Commercial Division Blog

Posted: December 3, 2021 / Written by: Jeffrey M. Eilender, Samuel L. Butt, Christopher R. Dyess, Joshua Wurtzel, Hillary S. Zilz /

Plaintiff Failed to Show Proof of Service Where It Delivered an Electronic Copy of the 809-page Complaint

On August 11, 2021, Justice Platkin of the Supreme Court, Albany County, issued a decision in Contractors Compensation Trust v. $49.99 Sewer Man, Inc., 2021 NY Slip Op 50787 (U), denying plaintiff’s motion for entry of a default judgment against numerous defendants for failing to appear in response to the complaint where plaintiff filed an electronic copy of the complaint. While recognizing the complaint with exhibits totaled over 1.5 million pages, the Court explained that:

However, there is nothing in the CPLR, the BCL or the LLC Law that authorizes a plaintiff to serve a complaint as an initiatory paper on a non-consenting defendant other than by delivery of a hard copy of the pleading. To be sure, CPLR 2103 does permit papers to be served on an attorney by "electronic means" (CPLR 2103 [b] [7], [f] [2]), but this rule "deals with the [*2]service of interlocutory papers after jurisdiction has been acquired and an action is pending" (Cooky's Is. Steak Pub v Yorkville Elec. Co., 130 Misc 2d 869, 871 [Sup Ct, NY County 1986]; see Peterkin v City of New York, 293 AD2d 244, 249 [2d Dept 2002]; Jackson v State of New York, 85 AD2d 818, 818 [3d Dept 1981], lv dismissed and denied 56 NY2d 501, 568 [1982]; Thomas F. Gleason, Supplementary Practice Commentaries, McKinney's Cons Laws of NY, Book 7B, CPLR C:2101:7, C:2103:3). And the provisions of the rule governing service on a party to the action refer only to the delivery, mailing, transmittal or dispatching of "paper[s]" (CPLR 2103 [b], [c]).[FN3]

CPLR 2103's limited authorization to serve an attorney by electronic means is further qualified by the proviso that electronic service only is permitted "where and in the manner authorized by the chief administrator of the courts by rule and, unless such rule shall provide otherwise, such transmission shall be upon the party's written consent" (id., [b] [7]). In cases like this, commenced by mandatory electronic filing via the New York State Courts Electronic Filing ("NYSCEF") system,[FN4] court rules require that "service of initiating documents . . . shall be made as provided in Article 3 of the [CPLR] . . . , or by electronic means if the party served agrees to accept such service" (22 NYCRR 202.5-bb [b] [3] [emphasis added]; accord 22 NYCRR 202.5-b [f] [1] ["(i)nitiating documents may be served in hard copy pursuant to Article 3 of the CPLR . . . or by electronic means if the party served agrees to accept such service" (emphasis added)]).
▬▬▬▬▬▬
INSTRUCTION 1 => Count the lines in the records that contain the word "elderly", treating uppercase and lowercase as different, and give only the number.
The text above and the records below come from unrelated sources.

Entries from a dataset =>
▬▬▬▬▬▬
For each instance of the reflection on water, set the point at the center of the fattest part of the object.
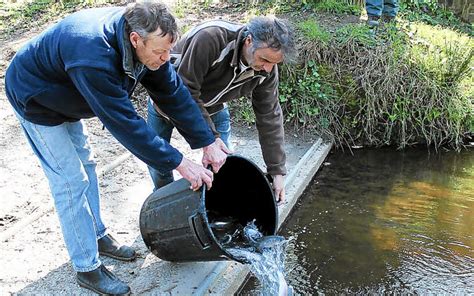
(385, 221)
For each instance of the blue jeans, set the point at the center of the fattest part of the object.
(65, 155)
(164, 129)
(379, 7)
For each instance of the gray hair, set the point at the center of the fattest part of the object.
(273, 33)
(146, 17)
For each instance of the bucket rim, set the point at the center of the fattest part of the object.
(202, 208)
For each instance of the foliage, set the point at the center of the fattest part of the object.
(16, 16)
(312, 31)
(334, 6)
(399, 87)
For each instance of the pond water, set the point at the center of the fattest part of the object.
(384, 221)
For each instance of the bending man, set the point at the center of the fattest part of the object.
(88, 65)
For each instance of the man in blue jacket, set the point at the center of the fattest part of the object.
(88, 65)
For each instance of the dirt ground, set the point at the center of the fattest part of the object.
(33, 252)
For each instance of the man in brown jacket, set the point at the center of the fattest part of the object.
(221, 61)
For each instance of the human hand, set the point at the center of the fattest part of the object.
(215, 155)
(279, 188)
(195, 174)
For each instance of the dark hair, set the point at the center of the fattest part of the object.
(146, 17)
(268, 32)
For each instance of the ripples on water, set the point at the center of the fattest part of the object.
(385, 221)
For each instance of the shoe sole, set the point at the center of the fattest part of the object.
(86, 286)
(127, 259)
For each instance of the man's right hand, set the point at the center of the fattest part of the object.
(215, 155)
(195, 174)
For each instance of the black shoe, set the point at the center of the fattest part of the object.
(109, 247)
(373, 21)
(102, 281)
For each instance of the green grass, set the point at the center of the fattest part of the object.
(24, 15)
(312, 31)
(336, 7)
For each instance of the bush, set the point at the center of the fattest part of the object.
(399, 88)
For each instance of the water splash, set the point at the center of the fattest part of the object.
(265, 255)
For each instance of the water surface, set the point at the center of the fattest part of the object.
(385, 221)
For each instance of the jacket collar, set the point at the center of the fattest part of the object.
(130, 65)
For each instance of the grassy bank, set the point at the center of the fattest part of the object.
(409, 83)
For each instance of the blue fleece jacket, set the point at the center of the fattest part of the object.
(84, 66)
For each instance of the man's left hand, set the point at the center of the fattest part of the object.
(215, 155)
(279, 188)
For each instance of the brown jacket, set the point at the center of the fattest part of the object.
(207, 59)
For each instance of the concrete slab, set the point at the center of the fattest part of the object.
(35, 261)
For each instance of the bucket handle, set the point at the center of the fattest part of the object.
(199, 232)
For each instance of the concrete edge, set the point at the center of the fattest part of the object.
(227, 277)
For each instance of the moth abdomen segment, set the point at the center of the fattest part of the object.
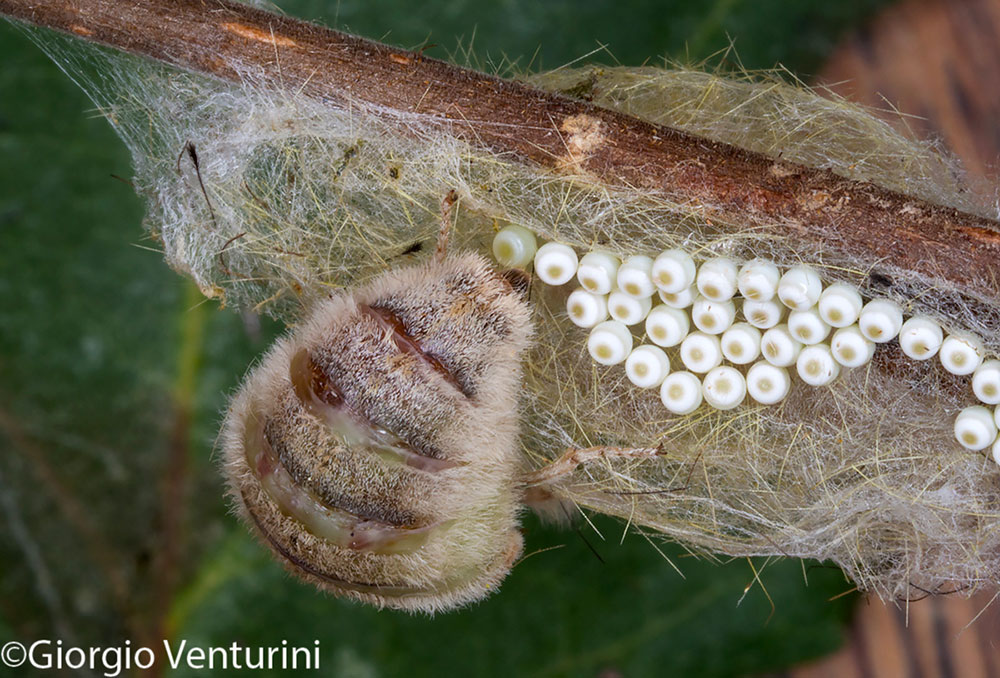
(375, 447)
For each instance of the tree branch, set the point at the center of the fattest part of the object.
(822, 211)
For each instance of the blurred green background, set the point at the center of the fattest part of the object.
(114, 372)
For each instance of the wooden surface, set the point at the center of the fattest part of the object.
(939, 60)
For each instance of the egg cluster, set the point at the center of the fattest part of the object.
(791, 324)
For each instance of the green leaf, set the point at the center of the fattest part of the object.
(113, 375)
(562, 612)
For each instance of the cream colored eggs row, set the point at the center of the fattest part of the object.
(813, 312)
(790, 319)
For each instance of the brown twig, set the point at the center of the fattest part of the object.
(816, 209)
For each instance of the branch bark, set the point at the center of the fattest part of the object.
(817, 208)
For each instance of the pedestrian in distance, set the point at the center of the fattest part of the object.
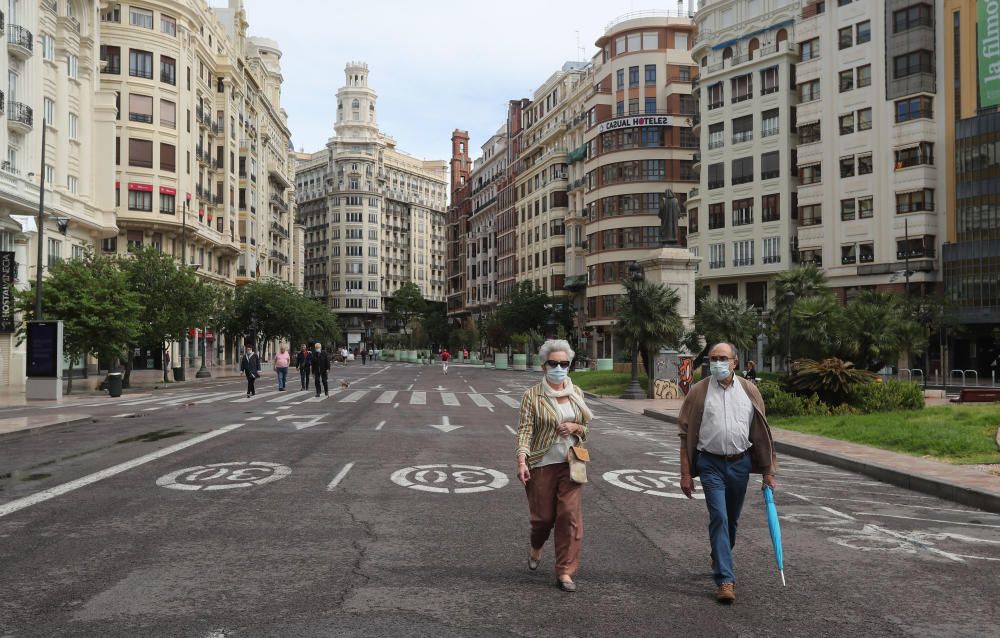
(724, 438)
(552, 426)
(321, 369)
(281, 362)
(250, 366)
(303, 361)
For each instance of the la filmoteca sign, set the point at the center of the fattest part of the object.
(635, 120)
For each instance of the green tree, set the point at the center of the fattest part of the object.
(405, 305)
(92, 298)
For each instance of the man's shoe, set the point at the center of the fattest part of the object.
(726, 593)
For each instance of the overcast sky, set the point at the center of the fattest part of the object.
(436, 65)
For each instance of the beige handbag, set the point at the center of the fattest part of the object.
(578, 457)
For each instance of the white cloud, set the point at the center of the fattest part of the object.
(436, 65)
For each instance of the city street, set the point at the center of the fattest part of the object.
(391, 508)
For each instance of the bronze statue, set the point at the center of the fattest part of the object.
(669, 215)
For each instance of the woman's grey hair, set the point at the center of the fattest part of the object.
(555, 345)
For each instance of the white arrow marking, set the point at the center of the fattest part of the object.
(445, 426)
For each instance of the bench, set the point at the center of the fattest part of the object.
(978, 395)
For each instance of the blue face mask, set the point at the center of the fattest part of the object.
(720, 370)
(557, 374)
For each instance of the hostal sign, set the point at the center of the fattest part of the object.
(634, 121)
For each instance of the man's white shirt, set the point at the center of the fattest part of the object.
(725, 423)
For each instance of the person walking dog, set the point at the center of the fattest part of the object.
(724, 438)
(321, 368)
(250, 366)
(552, 426)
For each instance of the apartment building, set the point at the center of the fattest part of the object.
(740, 219)
(870, 187)
(374, 216)
(639, 143)
(51, 63)
(971, 256)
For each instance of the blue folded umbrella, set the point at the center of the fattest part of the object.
(775, 527)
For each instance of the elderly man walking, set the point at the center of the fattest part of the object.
(724, 438)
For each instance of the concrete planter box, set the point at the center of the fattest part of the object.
(500, 362)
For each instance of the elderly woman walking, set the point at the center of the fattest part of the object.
(553, 419)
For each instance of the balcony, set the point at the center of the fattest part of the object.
(20, 117)
(20, 42)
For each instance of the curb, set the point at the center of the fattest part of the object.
(986, 501)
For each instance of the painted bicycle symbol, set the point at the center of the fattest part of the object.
(443, 478)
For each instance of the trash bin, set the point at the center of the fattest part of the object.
(115, 384)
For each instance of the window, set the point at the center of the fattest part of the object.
(864, 32)
(140, 17)
(167, 157)
(770, 165)
(865, 119)
(742, 212)
(140, 64)
(809, 91)
(920, 61)
(140, 200)
(769, 123)
(864, 75)
(770, 207)
(168, 70)
(809, 49)
(168, 25)
(140, 153)
(140, 108)
(845, 38)
(168, 114)
(847, 166)
(914, 108)
(848, 209)
(846, 80)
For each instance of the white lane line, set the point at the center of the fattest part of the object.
(514, 403)
(34, 499)
(480, 400)
(340, 477)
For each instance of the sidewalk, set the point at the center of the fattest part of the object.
(956, 483)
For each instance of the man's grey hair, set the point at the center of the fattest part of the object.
(555, 345)
(732, 349)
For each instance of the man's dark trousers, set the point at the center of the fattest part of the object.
(725, 486)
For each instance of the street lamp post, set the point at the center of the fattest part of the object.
(634, 390)
(790, 301)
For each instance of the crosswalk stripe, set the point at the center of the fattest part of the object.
(354, 396)
(480, 400)
(514, 403)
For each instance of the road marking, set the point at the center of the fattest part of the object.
(340, 476)
(233, 476)
(481, 401)
(514, 403)
(34, 499)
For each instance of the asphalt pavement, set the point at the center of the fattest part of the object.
(391, 508)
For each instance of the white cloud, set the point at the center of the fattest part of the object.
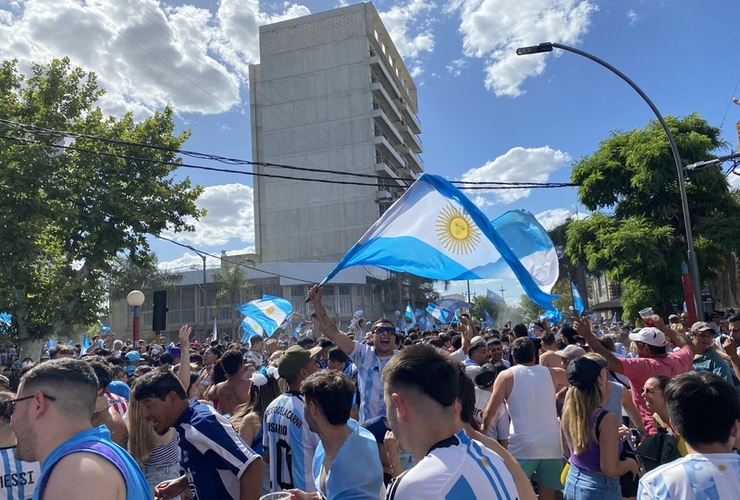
(518, 165)
(455, 67)
(550, 219)
(230, 216)
(493, 29)
(410, 30)
(148, 53)
(632, 16)
(193, 261)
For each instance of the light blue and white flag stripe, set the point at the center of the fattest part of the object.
(270, 312)
(426, 322)
(488, 320)
(531, 244)
(410, 315)
(577, 300)
(456, 317)
(438, 313)
(436, 232)
(494, 298)
(251, 328)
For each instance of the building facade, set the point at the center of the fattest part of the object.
(332, 93)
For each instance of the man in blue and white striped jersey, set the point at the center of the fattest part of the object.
(217, 462)
(369, 359)
(421, 388)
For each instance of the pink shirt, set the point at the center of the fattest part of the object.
(638, 370)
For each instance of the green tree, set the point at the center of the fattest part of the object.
(65, 216)
(140, 273)
(234, 287)
(636, 233)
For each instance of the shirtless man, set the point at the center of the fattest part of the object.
(235, 390)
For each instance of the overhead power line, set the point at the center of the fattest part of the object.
(379, 180)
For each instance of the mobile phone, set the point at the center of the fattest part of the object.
(640, 463)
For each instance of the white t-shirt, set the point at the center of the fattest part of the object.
(369, 367)
(18, 479)
(694, 477)
(455, 468)
(289, 443)
(534, 432)
(500, 427)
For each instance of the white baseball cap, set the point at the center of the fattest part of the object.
(649, 335)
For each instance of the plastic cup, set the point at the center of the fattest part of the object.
(278, 495)
(647, 316)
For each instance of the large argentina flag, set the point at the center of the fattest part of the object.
(435, 231)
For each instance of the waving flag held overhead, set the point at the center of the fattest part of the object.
(493, 297)
(456, 317)
(531, 244)
(552, 315)
(452, 304)
(426, 322)
(436, 232)
(6, 320)
(269, 313)
(251, 328)
(577, 300)
(409, 313)
(488, 320)
(438, 313)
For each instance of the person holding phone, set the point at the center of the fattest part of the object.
(590, 436)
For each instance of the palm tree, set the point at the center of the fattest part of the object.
(234, 287)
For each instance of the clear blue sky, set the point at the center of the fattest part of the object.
(486, 114)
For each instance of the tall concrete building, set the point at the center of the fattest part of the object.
(331, 92)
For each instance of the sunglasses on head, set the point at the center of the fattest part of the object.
(9, 406)
(385, 329)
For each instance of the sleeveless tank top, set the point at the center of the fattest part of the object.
(534, 421)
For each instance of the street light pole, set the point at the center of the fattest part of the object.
(135, 299)
(203, 288)
(693, 262)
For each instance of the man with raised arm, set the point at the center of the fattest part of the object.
(369, 359)
(653, 359)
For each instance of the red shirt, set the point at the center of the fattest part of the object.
(638, 370)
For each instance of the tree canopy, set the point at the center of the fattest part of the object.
(65, 214)
(636, 234)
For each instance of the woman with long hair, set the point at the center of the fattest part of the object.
(247, 419)
(590, 436)
(158, 456)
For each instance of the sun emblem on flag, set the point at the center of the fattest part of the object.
(456, 231)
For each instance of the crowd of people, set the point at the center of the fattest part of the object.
(576, 410)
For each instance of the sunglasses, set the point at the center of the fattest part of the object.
(389, 330)
(9, 406)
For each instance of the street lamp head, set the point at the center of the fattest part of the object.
(534, 49)
(135, 298)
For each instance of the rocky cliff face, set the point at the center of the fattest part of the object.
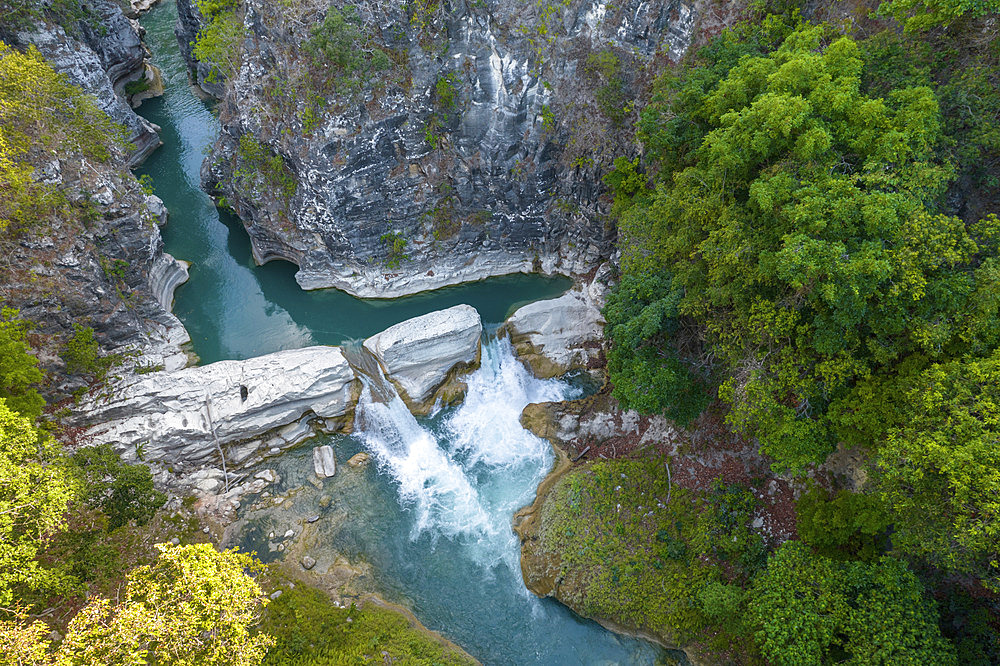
(103, 58)
(103, 266)
(475, 149)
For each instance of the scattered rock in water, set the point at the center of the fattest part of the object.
(324, 462)
(359, 459)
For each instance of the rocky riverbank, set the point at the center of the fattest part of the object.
(99, 263)
(456, 145)
(202, 428)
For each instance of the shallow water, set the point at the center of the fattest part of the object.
(432, 515)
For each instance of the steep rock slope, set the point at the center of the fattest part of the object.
(98, 262)
(447, 142)
(103, 55)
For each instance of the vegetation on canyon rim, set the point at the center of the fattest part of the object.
(790, 245)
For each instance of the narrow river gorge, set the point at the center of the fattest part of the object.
(429, 522)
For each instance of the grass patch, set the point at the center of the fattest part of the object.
(638, 552)
(628, 554)
(310, 630)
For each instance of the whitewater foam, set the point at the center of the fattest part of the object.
(455, 472)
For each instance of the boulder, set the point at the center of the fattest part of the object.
(169, 416)
(359, 459)
(324, 462)
(559, 334)
(418, 354)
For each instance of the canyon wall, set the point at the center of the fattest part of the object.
(464, 140)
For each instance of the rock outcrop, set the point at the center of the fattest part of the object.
(476, 150)
(261, 406)
(419, 354)
(189, 23)
(102, 265)
(108, 55)
(183, 417)
(324, 462)
(560, 334)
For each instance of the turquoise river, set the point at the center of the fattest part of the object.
(432, 516)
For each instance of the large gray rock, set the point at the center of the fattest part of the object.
(560, 334)
(109, 55)
(418, 354)
(169, 416)
(324, 461)
(506, 179)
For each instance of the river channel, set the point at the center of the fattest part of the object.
(431, 516)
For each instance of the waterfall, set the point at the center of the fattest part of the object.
(451, 470)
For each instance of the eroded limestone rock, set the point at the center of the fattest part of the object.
(418, 354)
(174, 417)
(560, 334)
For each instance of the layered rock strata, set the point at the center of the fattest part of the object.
(107, 54)
(418, 354)
(233, 413)
(477, 150)
(184, 417)
(561, 334)
(107, 269)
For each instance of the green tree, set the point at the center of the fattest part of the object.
(795, 215)
(219, 42)
(939, 468)
(34, 493)
(19, 373)
(643, 365)
(123, 492)
(194, 606)
(808, 609)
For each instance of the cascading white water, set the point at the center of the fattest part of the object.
(453, 473)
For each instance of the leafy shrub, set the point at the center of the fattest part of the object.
(219, 42)
(309, 630)
(19, 373)
(122, 491)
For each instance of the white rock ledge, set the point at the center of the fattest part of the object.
(418, 353)
(169, 416)
(560, 334)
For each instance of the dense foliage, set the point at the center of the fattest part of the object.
(797, 216)
(310, 630)
(34, 494)
(219, 41)
(811, 235)
(807, 609)
(41, 111)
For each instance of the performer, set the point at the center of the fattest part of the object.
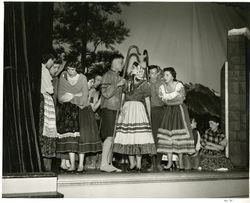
(157, 109)
(89, 141)
(48, 131)
(213, 145)
(134, 135)
(175, 134)
(73, 94)
(110, 102)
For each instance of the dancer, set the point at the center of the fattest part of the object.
(48, 131)
(72, 94)
(175, 134)
(134, 135)
(89, 141)
(157, 109)
(110, 103)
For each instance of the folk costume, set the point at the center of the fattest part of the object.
(110, 103)
(133, 131)
(175, 134)
(68, 115)
(48, 130)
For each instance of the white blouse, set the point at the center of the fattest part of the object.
(164, 95)
(46, 81)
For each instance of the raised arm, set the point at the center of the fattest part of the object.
(109, 87)
(82, 100)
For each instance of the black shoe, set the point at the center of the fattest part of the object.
(171, 168)
(138, 170)
(131, 169)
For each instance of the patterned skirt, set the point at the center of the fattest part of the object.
(175, 134)
(68, 128)
(47, 126)
(89, 140)
(133, 132)
(212, 160)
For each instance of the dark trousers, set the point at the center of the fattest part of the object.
(156, 118)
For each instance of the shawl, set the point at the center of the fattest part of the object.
(79, 90)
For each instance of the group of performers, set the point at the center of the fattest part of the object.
(144, 114)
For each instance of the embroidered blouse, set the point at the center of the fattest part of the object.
(139, 93)
(175, 97)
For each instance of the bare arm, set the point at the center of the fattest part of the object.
(147, 101)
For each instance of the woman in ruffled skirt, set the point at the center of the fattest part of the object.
(133, 132)
(175, 134)
(73, 95)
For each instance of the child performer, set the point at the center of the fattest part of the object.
(134, 135)
(175, 134)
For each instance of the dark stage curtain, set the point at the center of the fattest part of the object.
(27, 34)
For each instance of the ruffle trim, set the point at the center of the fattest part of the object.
(69, 134)
(137, 149)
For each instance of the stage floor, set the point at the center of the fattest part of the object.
(174, 184)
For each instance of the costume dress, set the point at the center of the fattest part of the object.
(133, 131)
(47, 121)
(68, 114)
(175, 134)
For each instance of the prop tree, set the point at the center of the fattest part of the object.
(85, 26)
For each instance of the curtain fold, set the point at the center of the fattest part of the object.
(23, 48)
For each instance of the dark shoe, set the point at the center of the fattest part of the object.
(171, 168)
(131, 169)
(70, 171)
(151, 168)
(159, 168)
(138, 170)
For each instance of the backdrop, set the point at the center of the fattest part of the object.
(191, 37)
(27, 34)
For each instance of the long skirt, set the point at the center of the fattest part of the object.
(89, 140)
(133, 131)
(47, 126)
(175, 134)
(68, 128)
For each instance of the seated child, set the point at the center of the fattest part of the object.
(213, 145)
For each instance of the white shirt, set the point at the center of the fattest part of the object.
(46, 81)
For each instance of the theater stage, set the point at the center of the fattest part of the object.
(175, 184)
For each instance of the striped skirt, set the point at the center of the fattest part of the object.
(133, 131)
(175, 134)
(47, 126)
(68, 128)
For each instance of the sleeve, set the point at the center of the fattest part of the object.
(46, 83)
(198, 145)
(146, 90)
(166, 96)
(203, 139)
(109, 87)
(180, 89)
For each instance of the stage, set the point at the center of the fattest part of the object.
(176, 184)
(96, 184)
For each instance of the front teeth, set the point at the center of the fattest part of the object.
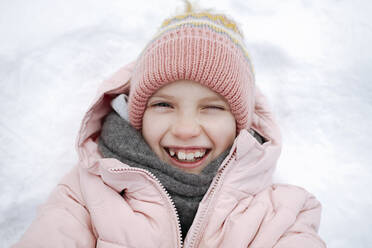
(181, 155)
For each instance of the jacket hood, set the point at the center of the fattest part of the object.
(255, 162)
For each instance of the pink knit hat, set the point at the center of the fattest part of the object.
(202, 47)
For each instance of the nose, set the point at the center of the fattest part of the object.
(186, 127)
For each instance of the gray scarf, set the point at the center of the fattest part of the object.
(120, 140)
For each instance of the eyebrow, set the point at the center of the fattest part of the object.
(205, 99)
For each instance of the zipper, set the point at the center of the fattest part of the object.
(199, 225)
(164, 193)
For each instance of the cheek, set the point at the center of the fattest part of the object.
(222, 131)
(153, 129)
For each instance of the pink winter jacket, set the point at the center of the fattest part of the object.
(242, 207)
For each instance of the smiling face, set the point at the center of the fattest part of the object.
(188, 125)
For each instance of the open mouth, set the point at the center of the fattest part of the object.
(187, 155)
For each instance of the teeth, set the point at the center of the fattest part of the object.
(190, 156)
(182, 155)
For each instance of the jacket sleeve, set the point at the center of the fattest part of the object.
(304, 231)
(63, 221)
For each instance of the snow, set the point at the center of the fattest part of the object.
(311, 58)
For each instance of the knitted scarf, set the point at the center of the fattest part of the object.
(120, 140)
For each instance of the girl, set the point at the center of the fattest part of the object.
(178, 150)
▬▬▬▬▬▬
INSTRUCTION 2 => Resume the blog post about serving an electronic copy of a complaint, starting right after its last sentence.

WRITTEN REPLY 1 => 2

WRITTEN REPLY 2 =>
Further, under 22 NYCRR 202.5-a, entitled "Filing by Electronic Transmission," a court may allow counsel to communicate with one another by electronic means and may direct counsel to submit documents "by e-mail or by other electronic means, such as by a computer flash drive" (22 NYCRR 202.5-a [b] [emphasis added]). But there is nothing in the rule that allows initiatory papers to be served on a party by electronic means. And under the prior version of the rule, which was in effect on the date of commencement, initiatory papers could be delivered to the court clerk electronically, but service of process by electronic means was not authorized. Thus, neither the governing statutes nor the rules of the Chief Administrative Judge authorize service of initiatory papers by electronic means absent the consent of the defendants, and there is no proof that any of the Corporate Defendants consented to service of the Complaint by delivery of a flash drive.

. . . .

And despite plaintiff's creative and well-intentioned attempt to avoid the printing and distribution of almost 1.5 million pages of pleadings (exclusive of any duplicate copies required by the Secretary of State), the Trust's use of an unauthorized method of services carries its own risks and concerns. In this age of increased awareness of cyber-security and daily reminders of the risks posed by malicious computer hackers and international ransomware gangs, a prudent corporation may have good reasons for refusing to allow an unknown flash drive to be inserted into its computer network (see Tonya Riley, USB-Based Malware Is A Growing Concern For Industrial Firms, New Honeywell Findings Show [2021], available at https://www.cyberscoop.com/usb-malware-honeywell-cyber-risk/ [last accessed Aug. 9, 2021]). These risks can be avoided (or at least mitigated) if electronic service is made via a trusted system like NYSCEF or some other method of electronic transmission agreed upon by the parties.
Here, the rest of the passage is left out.